Santé

Perturbateurs endocriniens : ONG et scientifiques appellent la France à ne rien céder

Alors que la Commission européenne devrait soumettre le 4 juillet au vote sa définition controversée de ces substances chimiques suspectées d'être à l'origine de diverses maladies, l'absence de position officielle du nouveau ministre de la Transition écologique, Nicolas Hulot, inquiète.
par Estelle Pattée
publié le 21 juin 2017 à 17h44

Le 4 juillet, la Commission européenne devrait, selon le Monde, soumettre à nouveau au vote (le septième depuis un an !) sa définition des perturbateurs endocriniens (PE), ces substances chimiques présentes dans de nombreux pesticides, plastiques, cosmétiques et conditionnements alimentaires, susceptibles de modifier le système hormonal et d'être à l'origine de diverses maladies. A deux semaines d'une décision cruciale, l'ONG Générations Futures appelle le nouveau ministre de la Transition écologique et solidaire, Nicolas Hulot, à ne rien céder sur ce sujet.

«Alors que les ONG, les scientifiques et les citoyens attendent du gouvernement la même fermeté que le précédent sur ce dossier, l'absence de position officielle nous fait craindre un possible renoncement de la France, qui serait prête à voter des critères inacceptables», s'inquiète son porte-parole, François Veillerette. Contacté par Libération, le ministère de la Transition écologique déclare brièvement que «la position de la France n'est pas encore arrêtée sur le sujet et qu'elle le sera d'ici le vote». Une façon abrupte de rompre avec la position ferme défendue auparavant par l'ex-ministre de l'Ecologie, Ségolène Royal, qui qualifiait d'«inacceptable» la proposition de la Commission.

A lire aussiL'Europe n'arrive décidément pas à définir les perturbateurs endocriniens

En juin 2016, la Commission avait dévoilé, avec trois ans de retard, les critères retenus dans la définition des PE, un préalable nécessaire afin de mieux réglementer ces substances. Mais à chaque nouveau vote de la Commission européenne, la France, le Danemark et la Suède notamment, lui ont demandé de revoir sa copie. En cause : le niveau de preuve trop élevé pour identifier un produit susceptible d'être un PE. A cela s'ajoute une dérogation, adjointe à la hâte en décembre 2016 dans les annexes du règlement de 2009, qui prévoit que «les produits conçus pour agir sur des insectes ciblés avec un mode d'action de perturbateur endocrinien seraient dispensés d'exclusion même s'ils ont des effets sur d'autres insectes», déplore François Veillerette. Une dérogation qui serait le fruit d'un intense lobbying de l'industrie chimique allemande, dont Bayer et Syngenta, croit savoir l'ONG.

### Vos tâches
**A)** Dressez la liste de toutes les personnes nommées dans l'article sur les perturbateurs endocriniens.
**B)** Réécrivez sous forme de liste le paragraphe de l'article qui commence par « En juin 2016, la Commission », en conservant ses faits principaux.
**C)** Transcrivez fidèlement le passage de l'article allant de « En juin 2016, la » à « croit savoir l'ONG. ».
Appuyez-vous uniquement sur l'article.

(Enregistrements tirés d'un jeu de données)
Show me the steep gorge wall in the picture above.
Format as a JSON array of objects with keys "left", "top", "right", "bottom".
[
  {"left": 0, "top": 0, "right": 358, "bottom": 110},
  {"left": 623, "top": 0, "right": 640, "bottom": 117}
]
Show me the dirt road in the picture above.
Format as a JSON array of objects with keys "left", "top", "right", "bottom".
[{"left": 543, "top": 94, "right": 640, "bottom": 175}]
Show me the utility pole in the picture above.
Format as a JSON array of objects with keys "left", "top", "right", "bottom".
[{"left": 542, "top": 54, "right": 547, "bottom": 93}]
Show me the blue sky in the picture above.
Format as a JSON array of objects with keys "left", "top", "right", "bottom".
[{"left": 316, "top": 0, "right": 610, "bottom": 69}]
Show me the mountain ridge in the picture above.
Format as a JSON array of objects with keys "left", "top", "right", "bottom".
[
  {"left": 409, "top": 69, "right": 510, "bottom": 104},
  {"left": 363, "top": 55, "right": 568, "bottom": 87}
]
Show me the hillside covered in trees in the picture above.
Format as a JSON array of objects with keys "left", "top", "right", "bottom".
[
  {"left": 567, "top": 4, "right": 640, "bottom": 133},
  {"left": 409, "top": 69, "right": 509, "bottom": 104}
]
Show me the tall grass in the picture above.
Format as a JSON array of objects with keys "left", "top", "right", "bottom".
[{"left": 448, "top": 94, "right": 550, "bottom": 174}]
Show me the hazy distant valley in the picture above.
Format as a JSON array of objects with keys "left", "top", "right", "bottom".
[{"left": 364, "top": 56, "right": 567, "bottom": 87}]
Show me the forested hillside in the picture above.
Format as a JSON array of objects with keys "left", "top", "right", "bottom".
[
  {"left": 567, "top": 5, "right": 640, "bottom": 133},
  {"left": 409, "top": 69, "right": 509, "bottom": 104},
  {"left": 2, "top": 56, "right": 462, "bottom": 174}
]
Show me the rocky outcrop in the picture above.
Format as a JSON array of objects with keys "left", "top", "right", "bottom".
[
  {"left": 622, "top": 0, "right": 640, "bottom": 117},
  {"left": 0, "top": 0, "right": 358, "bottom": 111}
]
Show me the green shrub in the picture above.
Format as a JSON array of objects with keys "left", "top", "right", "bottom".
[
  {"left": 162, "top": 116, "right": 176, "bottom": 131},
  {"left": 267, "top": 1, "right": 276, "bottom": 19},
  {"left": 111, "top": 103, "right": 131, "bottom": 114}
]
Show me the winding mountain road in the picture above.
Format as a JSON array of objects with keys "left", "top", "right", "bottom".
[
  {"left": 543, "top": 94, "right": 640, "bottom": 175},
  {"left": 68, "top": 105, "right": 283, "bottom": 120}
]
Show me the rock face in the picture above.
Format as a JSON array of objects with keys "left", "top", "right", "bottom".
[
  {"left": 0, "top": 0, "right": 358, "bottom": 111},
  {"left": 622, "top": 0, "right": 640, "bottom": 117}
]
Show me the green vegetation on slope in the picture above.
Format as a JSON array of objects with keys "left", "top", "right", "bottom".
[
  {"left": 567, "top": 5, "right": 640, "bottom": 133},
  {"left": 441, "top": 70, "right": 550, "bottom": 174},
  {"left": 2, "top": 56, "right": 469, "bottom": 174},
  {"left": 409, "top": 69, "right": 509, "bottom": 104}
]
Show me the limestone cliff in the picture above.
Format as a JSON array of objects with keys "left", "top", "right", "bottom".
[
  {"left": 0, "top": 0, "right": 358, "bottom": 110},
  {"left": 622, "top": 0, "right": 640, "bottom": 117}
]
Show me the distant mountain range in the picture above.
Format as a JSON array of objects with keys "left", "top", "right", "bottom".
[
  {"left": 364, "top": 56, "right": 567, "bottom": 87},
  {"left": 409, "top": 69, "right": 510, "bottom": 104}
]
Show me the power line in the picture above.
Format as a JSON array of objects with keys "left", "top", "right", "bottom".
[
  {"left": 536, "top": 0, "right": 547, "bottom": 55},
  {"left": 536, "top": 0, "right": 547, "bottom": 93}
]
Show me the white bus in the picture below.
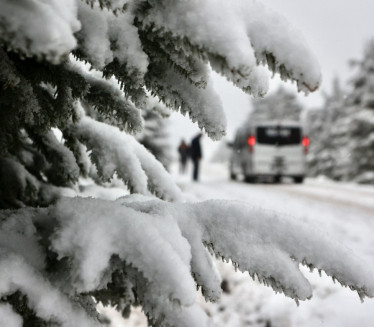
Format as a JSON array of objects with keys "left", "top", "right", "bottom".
[{"left": 229, "top": 121, "right": 309, "bottom": 183}]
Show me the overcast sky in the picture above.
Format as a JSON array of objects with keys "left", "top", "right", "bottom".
[{"left": 170, "top": 0, "right": 374, "bottom": 159}]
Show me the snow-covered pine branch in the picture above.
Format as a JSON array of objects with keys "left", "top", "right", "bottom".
[
  {"left": 0, "top": 0, "right": 373, "bottom": 326},
  {"left": 0, "top": 195, "right": 374, "bottom": 326}
]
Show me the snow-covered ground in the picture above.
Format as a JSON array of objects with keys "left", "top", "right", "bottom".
[{"left": 98, "top": 163, "right": 374, "bottom": 327}]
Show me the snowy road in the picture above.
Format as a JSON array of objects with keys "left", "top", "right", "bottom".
[{"left": 176, "top": 164, "right": 374, "bottom": 327}]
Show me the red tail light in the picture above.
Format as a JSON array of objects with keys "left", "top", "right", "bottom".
[
  {"left": 248, "top": 135, "right": 256, "bottom": 146},
  {"left": 247, "top": 135, "right": 256, "bottom": 152},
  {"left": 301, "top": 136, "right": 310, "bottom": 148},
  {"left": 301, "top": 136, "right": 310, "bottom": 154}
]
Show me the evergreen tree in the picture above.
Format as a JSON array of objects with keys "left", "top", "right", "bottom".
[
  {"left": 306, "top": 78, "right": 349, "bottom": 180},
  {"left": 309, "top": 41, "right": 374, "bottom": 183},
  {"left": 347, "top": 40, "right": 374, "bottom": 184},
  {"left": 0, "top": 0, "right": 374, "bottom": 326}
]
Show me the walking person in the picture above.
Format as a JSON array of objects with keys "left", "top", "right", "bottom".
[
  {"left": 190, "top": 133, "right": 203, "bottom": 181},
  {"left": 178, "top": 139, "right": 189, "bottom": 174}
]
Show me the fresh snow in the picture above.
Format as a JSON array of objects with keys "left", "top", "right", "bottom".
[{"left": 107, "top": 162, "right": 374, "bottom": 327}]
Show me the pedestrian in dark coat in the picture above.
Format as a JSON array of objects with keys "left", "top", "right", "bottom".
[
  {"left": 178, "top": 140, "right": 189, "bottom": 174},
  {"left": 190, "top": 133, "right": 203, "bottom": 181}
]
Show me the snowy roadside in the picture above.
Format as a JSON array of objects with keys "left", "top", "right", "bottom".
[
  {"left": 76, "top": 162, "right": 374, "bottom": 327},
  {"left": 175, "top": 163, "right": 374, "bottom": 327}
]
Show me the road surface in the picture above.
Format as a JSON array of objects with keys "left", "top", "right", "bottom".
[{"left": 175, "top": 163, "right": 374, "bottom": 327}]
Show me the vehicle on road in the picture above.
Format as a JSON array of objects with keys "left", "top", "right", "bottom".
[{"left": 229, "top": 121, "right": 309, "bottom": 183}]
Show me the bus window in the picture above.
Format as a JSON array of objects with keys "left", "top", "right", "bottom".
[{"left": 257, "top": 126, "right": 301, "bottom": 145}]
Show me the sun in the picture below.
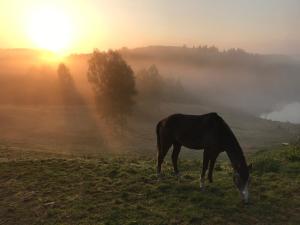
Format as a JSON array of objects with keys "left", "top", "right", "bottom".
[{"left": 28, "top": 7, "right": 72, "bottom": 53}]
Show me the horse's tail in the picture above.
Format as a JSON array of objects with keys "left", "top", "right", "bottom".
[{"left": 156, "top": 122, "right": 161, "bottom": 153}]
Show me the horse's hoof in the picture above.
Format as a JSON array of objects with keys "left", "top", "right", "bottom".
[{"left": 157, "top": 174, "right": 161, "bottom": 182}]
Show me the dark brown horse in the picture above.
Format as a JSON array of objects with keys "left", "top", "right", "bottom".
[{"left": 156, "top": 113, "right": 250, "bottom": 202}]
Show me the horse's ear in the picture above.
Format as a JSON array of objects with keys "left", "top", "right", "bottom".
[{"left": 248, "top": 163, "right": 252, "bottom": 171}]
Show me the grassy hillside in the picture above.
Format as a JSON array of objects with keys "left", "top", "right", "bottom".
[{"left": 0, "top": 146, "right": 300, "bottom": 225}]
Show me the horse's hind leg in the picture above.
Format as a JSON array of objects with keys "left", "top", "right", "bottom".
[
  {"left": 208, "top": 153, "right": 218, "bottom": 183},
  {"left": 157, "top": 136, "right": 172, "bottom": 177},
  {"left": 200, "top": 149, "right": 209, "bottom": 189},
  {"left": 172, "top": 143, "right": 181, "bottom": 176}
]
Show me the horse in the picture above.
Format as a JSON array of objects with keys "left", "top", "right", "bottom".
[{"left": 156, "top": 112, "right": 252, "bottom": 203}]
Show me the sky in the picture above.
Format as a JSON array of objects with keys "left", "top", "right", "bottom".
[{"left": 0, "top": 0, "right": 300, "bottom": 55}]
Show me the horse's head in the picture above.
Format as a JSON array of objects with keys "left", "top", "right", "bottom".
[{"left": 233, "top": 164, "right": 252, "bottom": 203}]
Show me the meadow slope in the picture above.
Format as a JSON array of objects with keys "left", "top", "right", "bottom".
[{"left": 0, "top": 146, "right": 300, "bottom": 225}]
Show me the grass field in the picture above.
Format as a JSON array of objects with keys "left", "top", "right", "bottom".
[{"left": 0, "top": 146, "right": 300, "bottom": 225}]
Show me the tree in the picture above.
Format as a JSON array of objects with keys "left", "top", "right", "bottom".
[
  {"left": 137, "top": 65, "right": 164, "bottom": 103},
  {"left": 57, "top": 63, "right": 83, "bottom": 105},
  {"left": 87, "top": 50, "right": 136, "bottom": 125}
]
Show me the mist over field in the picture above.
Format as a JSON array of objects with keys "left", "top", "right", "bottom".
[{"left": 0, "top": 46, "right": 300, "bottom": 154}]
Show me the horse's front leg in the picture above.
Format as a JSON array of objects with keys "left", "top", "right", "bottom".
[
  {"left": 200, "top": 150, "right": 209, "bottom": 189},
  {"left": 172, "top": 144, "right": 181, "bottom": 177},
  {"left": 208, "top": 154, "right": 218, "bottom": 183}
]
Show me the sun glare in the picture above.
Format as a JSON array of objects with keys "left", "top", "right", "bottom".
[{"left": 28, "top": 8, "right": 72, "bottom": 53}]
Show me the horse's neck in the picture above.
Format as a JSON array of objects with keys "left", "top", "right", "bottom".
[{"left": 226, "top": 144, "right": 246, "bottom": 169}]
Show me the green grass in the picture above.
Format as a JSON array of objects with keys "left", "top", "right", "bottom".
[{"left": 0, "top": 148, "right": 300, "bottom": 225}]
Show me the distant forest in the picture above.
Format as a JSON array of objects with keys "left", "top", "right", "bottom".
[{"left": 0, "top": 45, "right": 300, "bottom": 115}]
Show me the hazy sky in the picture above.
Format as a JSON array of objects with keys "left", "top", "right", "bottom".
[{"left": 0, "top": 0, "right": 300, "bottom": 54}]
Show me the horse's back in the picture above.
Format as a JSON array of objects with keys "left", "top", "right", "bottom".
[{"left": 159, "top": 113, "right": 223, "bottom": 148}]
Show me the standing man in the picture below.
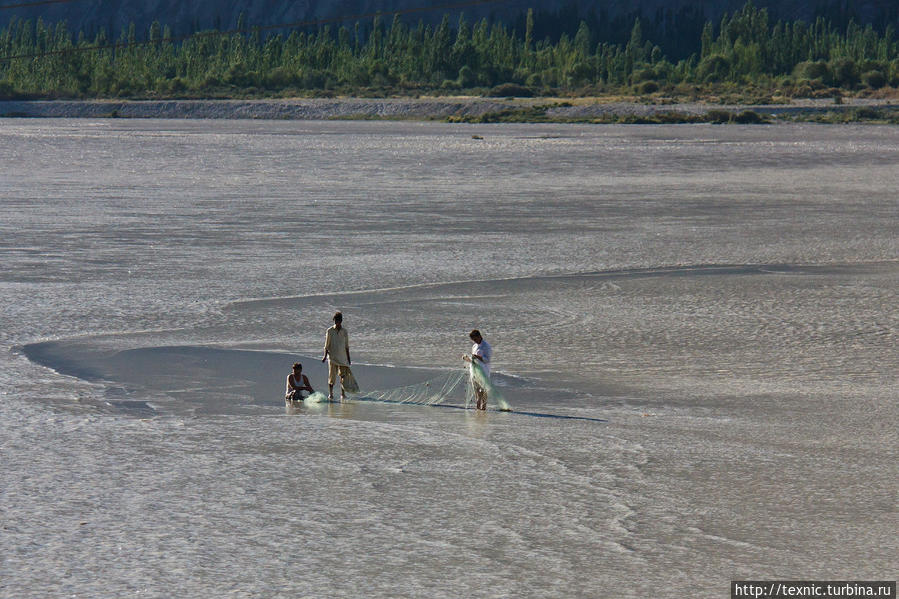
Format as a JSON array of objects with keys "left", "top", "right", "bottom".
[
  {"left": 322, "top": 312, "right": 359, "bottom": 401},
  {"left": 463, "top": 329, "right": 493, "bottom": 410}
]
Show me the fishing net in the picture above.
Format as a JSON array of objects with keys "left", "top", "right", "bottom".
[
  {"left": 306, "top": 365, "right": 511, "bottom": 410},
  {"left": 358, "top": 371, "right": 469, "bottom": 406}
]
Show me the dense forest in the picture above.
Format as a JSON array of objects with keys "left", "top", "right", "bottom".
[{"left": 0, "top": 2, "right": 899, "bottom": 98}]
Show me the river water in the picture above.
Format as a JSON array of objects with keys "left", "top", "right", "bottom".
[{"left": 0, "top": 119, "right": 899, "bottom": 598}]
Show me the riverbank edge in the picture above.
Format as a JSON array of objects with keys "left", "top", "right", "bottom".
[{"left": 0, "top": 97, "right": 899, "bottom": 123}]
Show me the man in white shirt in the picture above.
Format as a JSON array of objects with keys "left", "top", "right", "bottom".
[
  {"left": 464, "top": 329, "right": 493, "bottom": 410},
  {"left": 322, "top": 312, "right": 355, "bottom": 400}
]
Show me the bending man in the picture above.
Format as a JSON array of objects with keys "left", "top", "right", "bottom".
[{"left": 463, "top": 329, "right": 493, "bottom": 410}]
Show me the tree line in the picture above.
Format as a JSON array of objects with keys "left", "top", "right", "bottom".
[{"left": 0, "top": 2, "right": 899, "bottom": 98}]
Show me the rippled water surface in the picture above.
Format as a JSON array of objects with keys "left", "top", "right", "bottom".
[{"left": 0, "top": 119, "right": 899, "bottom": 597}]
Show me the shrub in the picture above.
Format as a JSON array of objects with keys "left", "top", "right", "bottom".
[
  {"left": 0, "top": 80, "right": 16, "bottom": 100},
  {"left": 525, "top": 73, "right": 543, "bottom": 87},
  {"left": 697, "top": 54, "right": 731, "bottom": 82},
  {"left": 457, "top": 65, "right": 478, "bottom": 88},
  {"left": 862, "top": 71, "right": 887, "bottom": 89},
  {"left": 637, "top": 81, "right": 659, "bottom": 95},
  {"left": 830, "top": 58, "right": 858, "bottom": 87},
  {"left": 793, "top": 60, "right": 830, "bottom": 82}
]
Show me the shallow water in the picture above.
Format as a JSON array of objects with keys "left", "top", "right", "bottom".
[{"left": 0, "top": 120, "right": 899, "bottom": 597}]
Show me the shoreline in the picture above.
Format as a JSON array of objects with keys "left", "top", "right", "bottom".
[{"left": 0, "top": 97, "right": 899, "bottom": 123}]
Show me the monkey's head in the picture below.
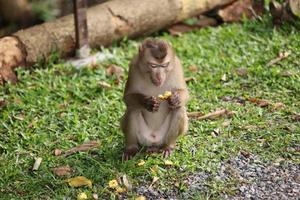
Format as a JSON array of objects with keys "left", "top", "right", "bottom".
[{"left": 139, "top": 39, "right": 175, "bottom": 87}]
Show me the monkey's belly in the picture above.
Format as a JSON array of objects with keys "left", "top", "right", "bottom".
[{"left": 138, "top": 104, "right": 170, "bottom": 146}]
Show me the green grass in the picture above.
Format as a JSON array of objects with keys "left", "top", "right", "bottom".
[{"left": 0, "top": 17, "right": 300, "bottom": 199}]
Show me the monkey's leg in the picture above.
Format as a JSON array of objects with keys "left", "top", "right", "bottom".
[
  {"left": 121, "top": 110, "right": 139, "bottom": 160},
  {"left": 163, "top": 107, "right": 188, "bottom": 158}
]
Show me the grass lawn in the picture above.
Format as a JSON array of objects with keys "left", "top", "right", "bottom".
[{"left": 0, "top": 17, "right": 300, "bottom": 199}]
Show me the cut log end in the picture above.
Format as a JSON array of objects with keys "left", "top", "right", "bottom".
[{"left": 0, "top": 36, "right": 27, "bottom": 84}]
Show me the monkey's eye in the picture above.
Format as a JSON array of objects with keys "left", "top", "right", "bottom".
[
  {"left": 161, "top": 62, "right": 170, "bottom": 68},
  {"left": 149, "top": 63, "right": 158, "bottom": 68}
]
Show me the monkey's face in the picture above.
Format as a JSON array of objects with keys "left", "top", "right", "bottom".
[
  {"left": 147, "top": 61, "right": 170, "bottom": 87},
  {"left": 139, "top": 40, "right": 174, "bottom": 87}
]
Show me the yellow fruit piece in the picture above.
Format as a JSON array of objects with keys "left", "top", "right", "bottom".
[
  {"left": 135, "top": 196, "right": 146, "bottom": 200},
  {"left": 138, "top": 160, "right": 146, "bottom": 166},
  {"left": 158, "top": 91, "right": 172, "bottom": 100},
  {"left": 116, "top": 186, "right": 126, "bottom": 193},
  {"left": 65, "top": 176, "right": 92, "bottom": 187},
  {"left": 77, "top": 192, "right": 87, "bottom": 200},
  {"left": 165, "top": 160, "right": 174, "bottom": 166},
  {"left": 108, "top": 179, "right": 119, "bottom": 188}
]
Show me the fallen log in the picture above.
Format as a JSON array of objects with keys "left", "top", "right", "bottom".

### Corrigé des exercices
**A)** Estelle Pattée, Nicolas Hulot, François Veillerette, Ségolène Royal

**B)**
- En juin 2016, la Commission a dévoilé, avec trois ans de retard, les critères de définition des PE, préalable nécessaire à une meilleure réglementation.
- À chaque nouveau vote, la France, le Danemark et la Suède notamment lui ont demandé de revoir sa copie.
- Le motif est un niveau de preuve jugé trop élevé pour identifier un PE.
- S'y ajoute une dérogation, adjointe à la hâte en décembre 2016 dans les annexes du règlement de 2009. Elle dispense d'exclusion les produits conçus pour agir sur des insectes ciblés avec un mode d'action de PE, même s'ils ont des effets sur d'autres insectes. François Veillerette la déplore.
- Selon l'ONG, cette dérogation serait le fruit d'un intense lobbying de l'industrie chimique allemande, dont Bayer et Syngenta.

**C)**
En juin 2016, la Commission avait dévoilé, avec trois ans de retard, les critères retenus dans la définition des PE, un préalable nécessaire afin de mieux réglementer ces substances. Mais à chaque nouveau vote de la Commission européenne, la France, le Danemark et la Suède notamment, lui ont demandé de revoir sa copie. En cause : le niveau de preuve trop élevé pour identifier un produit susceptible d'être un PE. A cela s'ajoute une dérogation, adjointe à la hâte en décembre 2016 dans les annexes du règlement de 2009, qui prévoit que «les produits conçus pour agir sur des insectes ciblés avec un mode d'action de perturbateur endocrinien seraient dispensés d'exclusion même s'ils ont des effets sur d'autres insectes», déplore François Veillerette. Une dérogation qui serait le fruit d'un intense lobbying de l'industrie chimique allemande, dont Bayer et Syngenta, croit savoir l'ONG.